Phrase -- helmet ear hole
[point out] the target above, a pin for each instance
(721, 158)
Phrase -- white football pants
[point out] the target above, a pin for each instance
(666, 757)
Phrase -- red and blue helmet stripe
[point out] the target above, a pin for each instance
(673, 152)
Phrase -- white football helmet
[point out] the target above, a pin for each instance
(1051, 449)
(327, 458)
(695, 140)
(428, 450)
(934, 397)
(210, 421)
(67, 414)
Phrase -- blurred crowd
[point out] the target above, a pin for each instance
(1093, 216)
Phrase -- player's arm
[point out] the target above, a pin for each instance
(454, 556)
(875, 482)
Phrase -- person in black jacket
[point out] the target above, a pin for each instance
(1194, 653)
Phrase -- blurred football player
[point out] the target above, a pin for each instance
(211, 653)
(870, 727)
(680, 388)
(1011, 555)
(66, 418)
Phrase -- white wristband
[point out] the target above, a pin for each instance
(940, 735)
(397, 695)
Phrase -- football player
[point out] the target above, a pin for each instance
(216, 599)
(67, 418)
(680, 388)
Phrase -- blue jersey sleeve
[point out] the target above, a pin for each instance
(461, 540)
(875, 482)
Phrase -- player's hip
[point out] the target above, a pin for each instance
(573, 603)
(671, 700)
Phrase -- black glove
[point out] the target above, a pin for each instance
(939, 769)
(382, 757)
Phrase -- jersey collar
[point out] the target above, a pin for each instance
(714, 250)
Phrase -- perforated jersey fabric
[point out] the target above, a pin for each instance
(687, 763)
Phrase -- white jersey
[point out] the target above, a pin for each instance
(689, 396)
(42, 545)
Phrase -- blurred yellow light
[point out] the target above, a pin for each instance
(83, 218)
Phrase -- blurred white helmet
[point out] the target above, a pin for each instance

* * * * * * *

(What is asked)
Please copy every line of the records above word for word, from the first record through the last.

(Result of this exercise)
Phrase -- helmet ear hole
[point out] the target above, a pin for each instance
(721, 158)
Phrase -- white football pants
[point out] the target above, a pin for each instance
(666, 757)
Phrase -- red and blue helmet stripe
[point out] the target above, a pin for each instance
(673, 152)
Phrase -- white football helmet
[point out] the target above, a pin for each instance
(1051, 449)
(327, 458)
(695, 140)
(428, 450)
(934, 397)
(210, 421)
(67, 414)
Phrase -- blurred crowd
[point out] the target above, a pin for each instance
(1093, 216)
Phrase -- player's arm
[point out] the target above, a pin for each instance
(454, 556)
(875, 482)
Phrase -- person in black jacket
[point out] the target above, a pin for each instance
(1194, 653)
Phrase -- blurred football player
[point out] the target above, a pin for each instance
(211, 653)
(870, 727)
(680, 388)
(1011, 555)
(66, 418)
Phrase -- white wristband
[point out] the target above, a pin for each instance
(940, 735)
(397, 695)
Phrase -- football player
[point out] the target above, a pin for each instance
(216, 599)
(67, 418)
(680, 388)
Phrase -- blue jersey sleeve
[point out] the target above, a pin for each instance
(461, 540)
(875, 482)
Phrase -- player's hip
[point out] the target above, a pin for each instance
(573, 603)
(671, 700)
Phrase -- black glove
[point out] the target above, a pin for each instance
(939, 769)
(382, 757)
Phrase -- jersey collar
[point out] the target above, a pin for each instance
(714, 250)
Phrase -- perforated jersey fabric
[point out] the target above, a pin for each instance
(687, 763)
Phrase -- white jersey
[point out] the target above, a pin for each instance
(689, 396)
(42, 545)
Phrase -- blurred yellow light
[point out] the target above, a pin for each instance
(83, 218)
Phrase -- blurred white helmet
[point out] the target above, a pin for each instance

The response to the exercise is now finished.